_Short task 1_:
In the text on computer history, what year was the word "computer" first recorded, and in which book?
_Short task 2_:
Name every part of Babbage's machine listed in the computer history text.
_Short task 3_:
Carry on writing the text on computer history from its final sentence.

What are the things that a programmer must know (obviously besides programming languages)?
The word “computer” was first recorded as being used in 1613 in a book called The Yong Mans Gleanings by English writer Richard Braithwaite to describe a human who performed calculations or computations. In the book he said, “I haue read the truest computer of Times, and the best Arithmetician that euer breathed, and he reduceth thy dayes into a short number.” (The spelling mistakes were all deliberate BTW, it was a simpler time back then).
1. The first “pre-computers” were powered by steam
In 1801, a French weaver and merchant, Joseph Marie Jacquard, invented a power loom that could base the design of a fabric upon punched wooden cards.
Fast forward to the 1830s, and the world marvelled at a device large as a house and powered by six steam engines. It was invented by Charles Babbage, the father of computing – and he called it the Analytic Engine.
Babbage used punch cards to allow the monstrous machine to be programmable. The machine consisted of four parts: The mill (analogous to CPU), the store (analogous to memory and storage), the reader (input) and the printer (output).
It is the reader that makes the Analytic Engine innovative. Using the card-reading technology of the Jacquard loom, three different punched cards were used: Operation cards, number cards and variable cards.
Babbage sadly never managed to build a working version, because of ongoing conflicts with his chief engineer. It seems even back then, CEOs and devs didn’t get a long.
2. The first computer programmer was a woman
In 1843, Ada Lovelace, a British mathematician, published an English translation of an Analytical Engine article written by Luigi Menabrea, an Italian engineer. To her translation, she added her own extensive notes.
In one of her notes, she described an algorithm for the Analytical Engine to compute Bernoulli numbers. Since the algorithm was considered to be the first specifically written for implementation on a computer, she has been cited as the first computer programmer.

_Data records_:
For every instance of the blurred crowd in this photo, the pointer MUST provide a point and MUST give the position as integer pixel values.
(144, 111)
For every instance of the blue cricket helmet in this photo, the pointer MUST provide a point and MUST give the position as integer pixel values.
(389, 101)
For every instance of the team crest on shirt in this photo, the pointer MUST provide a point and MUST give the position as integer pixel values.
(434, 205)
--
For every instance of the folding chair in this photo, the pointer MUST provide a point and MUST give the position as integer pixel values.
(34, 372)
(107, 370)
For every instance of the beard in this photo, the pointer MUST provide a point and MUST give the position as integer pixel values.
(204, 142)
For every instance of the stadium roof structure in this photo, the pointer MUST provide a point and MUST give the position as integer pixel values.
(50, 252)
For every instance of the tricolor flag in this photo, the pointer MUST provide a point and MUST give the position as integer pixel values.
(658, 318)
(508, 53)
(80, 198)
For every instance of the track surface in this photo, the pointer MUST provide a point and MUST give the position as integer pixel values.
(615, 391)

_Task response 1_:
1613, in The Yong Mans Gleanings by Richard Braithwaite.

_Task response 2_:
The mill, the store, the reader and the printer.

_Task response 3_:
Did Lovelace go onto a life of Ted Talks (or whatever the Victorian equivalent was)? Sadly not, she died at the age of 36, but her legacy thankfully lives on.
3. The first computer “bug” was named after a real bug
While the term ‘bug’ in the meaning of technical error was first coined by Thomas Edison in 1878, it took another 6o years for someone else to popularize the term.
In 1947, Grace Hopper, an admiral in the US Navy, recorded the first computer ‘bug’ in her log book as she was working on a Mark II computer.
A moth was discovered stuck in a relay and thereby hindering the operation. Before it was recorded on her note, the moth had been ‘debugged’ from the system.
On her note, she wrote, “First actual case of bug being found.”
4. The first digital computer game never made any money
What is considered as the forefather of today’s action video games and the first digital computer game wasn’t particularly successful.
In 1962, a computer programmer from Massachusetts Institute of Technology (MIT), Steve Russell, and his team took 200 man-hours to create the first version of Spacewar.
Using the front-panel test switches, the game allowed two players to take control of two tiny spaceships. It became your mission to destroy your opponent’s spaceship before it destroyed you.
In addition to avoiding your opponent’s shot, you also had to avoid the small white dot at the centre of the screen, which represents a star. If you bumped into it, boom! You lost the battle.
Russell wrote Spacewar on a PDP-1, an early Digital Equipment Corporation (DEC) interactive mini computer which used a cathode-ray tube display and keyboard. Significant improvements were made later in the spring of 1962 by Peter Samson, Dan Edwards and Martin Graetz.
Although the game was a big hit around the MIT campus, Russell and his team never profited from the game. They never copyrighted it. Besides, they were hackers who wanted to do it to show their friends. So they shared the code with anyone who asked for it.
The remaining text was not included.